▸ **STATED GOAL**
Reproduce verbatim the portion of the records below that begins at the line containing "In the interface pictured, locate the ribbed" and continues through the last line of the records, both ends included.

PROVIDED ENTRIES start

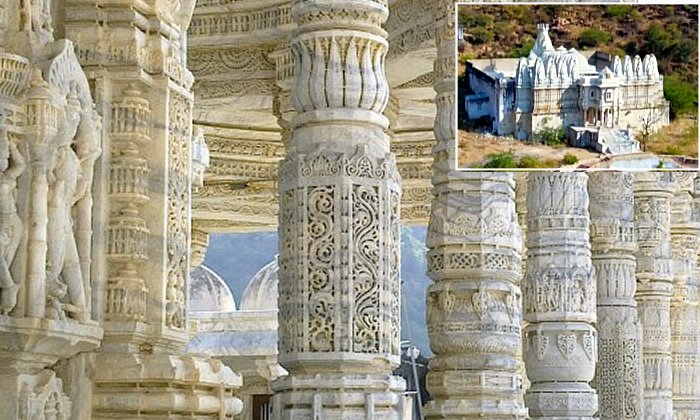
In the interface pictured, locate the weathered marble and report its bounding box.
[523,172,598,419]
[671,172,700,420]
[425,172,527,419]
[634,172,674,419]
[273,0,404,419]
[588,172,645,420]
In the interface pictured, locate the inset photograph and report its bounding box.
[456,3,698,170]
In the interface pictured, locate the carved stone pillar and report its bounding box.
[425,0,527,419]
[634,172,673,419]
[425,172,527,419]
[671,172,700,420]
[588,172,644,420]
[513,172,530,394]
[0,5,103,420]
[523,172,598,419]
[273,0,405,419]
[65,0,242,419]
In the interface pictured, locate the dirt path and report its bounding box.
[459,131,598,168]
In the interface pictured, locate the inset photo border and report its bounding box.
[455,3,700,171]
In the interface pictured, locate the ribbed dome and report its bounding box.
[241,257,279,311]
[189,265,236,312]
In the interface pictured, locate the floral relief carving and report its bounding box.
[533,333,549,360]
[165,91,192,329]
[557,334,576,360]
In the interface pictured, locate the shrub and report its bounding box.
[518,155,542,168]
[578,28,612,48]
[664,76,698,118]
[604,4,632,18]
[533,127,566,146]
[561,153,578,165]
[483,150,518,168]
[493,22,513,39]
[474,15,493,27]
[507,41,535,58]
[469,27,493,44]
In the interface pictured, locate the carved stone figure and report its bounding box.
[46,95,87,319]
[0,132,26,315]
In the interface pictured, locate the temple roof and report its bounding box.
[189,265,236,312]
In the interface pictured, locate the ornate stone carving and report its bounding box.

PROVIDED ENTRIES end

▸ **RESPONSE**
In the interface pictured, locate the ribbed dome and report its bounding box.
[241,257,279,311]
[189,265,236,312]
In the interface pictured, locate the floral relief carving and report its bounding box.
[533,333,549,360]
[165,91,192,329]
[557,334,576,360]
In the interface pictured, locate the shrub and report its bounding box.
[518,155,542,168]
[578,28,612,48]
[664,76,698,118]
[604,4,632,18]
[533,127,566,146]
[561,153,578,165]
[483,150,518,168]
[493,22,513,39]
[474,15,493,27]
[507,41,535,58]
[469,27,493,44]
In the interface pictured, locate the carved stone figure and report its bounding box.
[46,95,87,319]
[0,132,26,315]
In the interface pictured, locate the temple roof and report its bounding box.
[189,265,236,312]
In the interface pictured, locate the ornate stone carving and report its bounding box.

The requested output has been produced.